§ Extract to read
┄┄┄┄┄┄
Read the material three times:
1. Read the whole chapter as you would a novel. Don’t worry about details, try to get the
big picture. Try to do this before the relevant class lecture.
2. Study each section of the chapter. Use a highlighter sparingly. Copy over the examples.
3. Take reading notes of the chapter.
- If you don’t like the text’s treatment of the material, look for another textbook (from the library) that does a better job.
Doing Homework
- Keep up with the weekly homework assignment
- Be neat and professional
- Use a special pad of paper, and a scratch pad for rough drafts, and side calculations
- Work as much of the problem by yourself as you can …but learn from others
Working Engineering Problems
Start by summarizing the problem.
Classify the problem:
- Is the problem a general derivation, a straight calculation or a design problem?
- What are the givens?
┄┄┄┄┄┄
Dataset lines on where objects appear

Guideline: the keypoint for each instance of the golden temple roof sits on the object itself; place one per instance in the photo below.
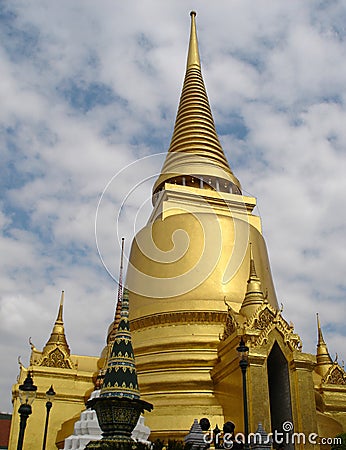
(195, 151)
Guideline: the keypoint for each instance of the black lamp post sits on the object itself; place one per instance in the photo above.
(243, 352)
(27, 394)
(50, 396)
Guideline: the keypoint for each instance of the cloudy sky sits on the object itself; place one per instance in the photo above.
(89, 88)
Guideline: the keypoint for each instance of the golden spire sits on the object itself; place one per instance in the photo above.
(57, 337)
(254, 295)
(323, 359)
(195, 156)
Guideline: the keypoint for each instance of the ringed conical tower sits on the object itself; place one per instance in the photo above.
(189, 258)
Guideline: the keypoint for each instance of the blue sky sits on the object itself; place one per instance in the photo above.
(88, 88)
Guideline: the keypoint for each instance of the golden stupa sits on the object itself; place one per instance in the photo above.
(199, 280)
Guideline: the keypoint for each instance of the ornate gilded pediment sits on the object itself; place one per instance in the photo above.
(335, 375)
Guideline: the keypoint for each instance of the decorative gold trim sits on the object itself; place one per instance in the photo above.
(180, 317)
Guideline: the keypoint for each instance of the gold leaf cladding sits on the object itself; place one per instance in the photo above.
(336, 376)
(179, 318)
(56, 358)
┄┄┄┄┄┄
§ Written instruction 1
According to the study advice, when should the first full reading of a chapter be done?
§ Written instruction 2
List every guideline the study advice gives under "Doing Homework".
§ Written instruction 3
Explain why the study advice says to read the whole chapter as you would a novel on the first pass.

§ Output 1
Before the relevant class lecture.

§ Output 2
- Keep up with the weekly homework assignment.
- Be neat and professional.
- Use a special pad of paper, and a scratch pad for rough drafts and side calculations.
- Work as much of the problem by yourself as you can, but learn from others.

§ Output 3
On the first pass the goal is to get the big picture of the chapter. Details are not a concern yet. Studying each section closely comes in the second reading.